#### [Written request]
Copy each of the following lines word for word, in the same order.

** Start Data to use **

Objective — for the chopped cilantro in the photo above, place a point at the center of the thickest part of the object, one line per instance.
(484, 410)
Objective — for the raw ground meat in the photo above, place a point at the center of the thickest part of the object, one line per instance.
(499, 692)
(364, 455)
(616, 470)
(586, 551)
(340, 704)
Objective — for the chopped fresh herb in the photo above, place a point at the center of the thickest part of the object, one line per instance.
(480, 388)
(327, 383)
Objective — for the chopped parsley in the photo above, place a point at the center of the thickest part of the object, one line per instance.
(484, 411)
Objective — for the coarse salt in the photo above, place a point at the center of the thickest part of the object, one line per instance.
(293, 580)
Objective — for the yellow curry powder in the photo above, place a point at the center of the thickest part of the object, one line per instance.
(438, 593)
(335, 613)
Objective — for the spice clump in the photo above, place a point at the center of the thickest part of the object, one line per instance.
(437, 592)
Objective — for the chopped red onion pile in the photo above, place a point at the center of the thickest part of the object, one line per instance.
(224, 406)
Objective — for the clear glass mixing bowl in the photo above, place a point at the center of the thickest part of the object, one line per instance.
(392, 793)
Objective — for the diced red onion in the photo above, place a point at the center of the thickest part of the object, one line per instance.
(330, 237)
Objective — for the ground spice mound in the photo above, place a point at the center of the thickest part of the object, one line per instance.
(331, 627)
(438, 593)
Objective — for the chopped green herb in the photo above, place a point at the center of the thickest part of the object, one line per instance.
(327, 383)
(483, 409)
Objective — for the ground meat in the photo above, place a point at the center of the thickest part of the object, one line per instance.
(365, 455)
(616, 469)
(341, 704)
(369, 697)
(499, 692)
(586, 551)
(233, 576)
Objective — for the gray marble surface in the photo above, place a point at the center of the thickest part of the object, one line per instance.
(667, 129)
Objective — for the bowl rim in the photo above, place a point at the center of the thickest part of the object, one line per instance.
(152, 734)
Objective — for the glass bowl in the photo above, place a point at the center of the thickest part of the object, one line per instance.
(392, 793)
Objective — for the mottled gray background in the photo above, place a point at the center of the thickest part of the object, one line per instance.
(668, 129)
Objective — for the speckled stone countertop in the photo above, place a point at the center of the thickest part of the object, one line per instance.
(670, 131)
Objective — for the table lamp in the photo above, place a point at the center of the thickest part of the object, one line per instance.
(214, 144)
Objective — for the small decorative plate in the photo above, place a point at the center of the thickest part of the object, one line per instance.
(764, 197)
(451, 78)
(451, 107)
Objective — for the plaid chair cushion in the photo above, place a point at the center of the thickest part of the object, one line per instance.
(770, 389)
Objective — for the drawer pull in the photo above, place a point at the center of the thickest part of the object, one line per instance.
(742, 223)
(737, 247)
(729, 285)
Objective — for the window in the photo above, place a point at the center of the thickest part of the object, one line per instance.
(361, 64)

** End Data to use **

#### [Answer to this task]
Objective — for the chopped cilantro in the photo above, place a point at the center of the thickest part of the object, one line per instance.
(484, 410)
Objective — for the raw ground meat in the photo above, place a point at the center of the thickest part of the object, one line per instance.
(499, 692)
(364, 455)
(616, 470)
(586, 551)
(340, 704)
Objective — for the chopped fresh herb in the photo above, place a point at the center of the thickest part of the object, one line per instance.
(480, 388)
(327, 383)
Objective — for the chopped parsley in the photo above, place a point at the center of the thickest part of the object, one line per instance.
(484, 411)
Objective — for the coarse salt in the photo above, place a point at the center of the thickest part of the object, one line per instance.
(293, 580)
Objective — for the yellow curry powder in the photo above, place a point at the center of the thickest part of the object, one line per instance.
(438, 593)
(335, 613)
Objective — for the spice clump in the photo above, place a point at the center of the thickest part of the object, one line per instance.
(437, 592)
Objective — for the chopped red onion pile in the photo above, place a point at the center of the thickest part of the object, one line per instance.
(224, 406)
Objective — for the clear glass mixing bowl in the photo above, place a point at the center of the thickest part of the object, one line per instance.
(392, 793)
Objective — for the diced red onion in the photo above, place a point at the center of the thickest part of the object, one line per instance.
(330, 237)
Objective — for the ground spice mound in the photo above, place a point at the center of the thickest part of the object, one line per instance.
(331, 627)
(438, 593)
Objective — for the chopped green herb in the photo above, place a point at the center of the thickest part of the object, one line per instance.
(327, 383)
(483, 409)
Objective — for the ground meat in the photo above, place a point at the center of the thickest part of the object, one line per instance.
(365, 455)
(616, 469)
(341, 704)
(369, 697)
(499, 692)
(586, 551)
(233, 576)
Objective — for the gray marble surface in the photo above, place a point at the center of the thickest part of the object, one line per instance.
(667, 129)
Objective — for the bowl rim in the photo above, place a point at the center of the thickest part of the object, one line per instance.
(152, 734)
Objective — for the glass bowl in the photo above, place a point at the center of the thickest part of the object, one line per instance.
(392, 793)
Objective — for the mottled gray background in the photo above, place a point at the center of the thickest part of the object, one line per instance.
(668, 129)
Objective — for the speckled stone countertop in the photo above, place a point at the center of the thickest part of the object, one line per instance.
(670, 131)
Objective — for the table lamp in the photo above, place a point at the center of the thickest part of the object, one line per instance.
(214, 144)
Objective — for the small decorative plate in the photo above, place a point at the center of the thickest part of the object, one line per instance.
(764, 197)
(451, 78)
(451, 107)
Objective — for the plaid chair cushion in the photo above, place a point at the center of the thickest part of the object, one line per instance.
(770, 389)
Objective — for the drawer pull in the photo above, place a point at the center of the thickest part of the object, one line per instance.
(742, 223)
(737, 247)
(729, 285)
Objective — for the window in the photo above, place a point at the center of the thickest part of the object, one line per instance.
(361, 64)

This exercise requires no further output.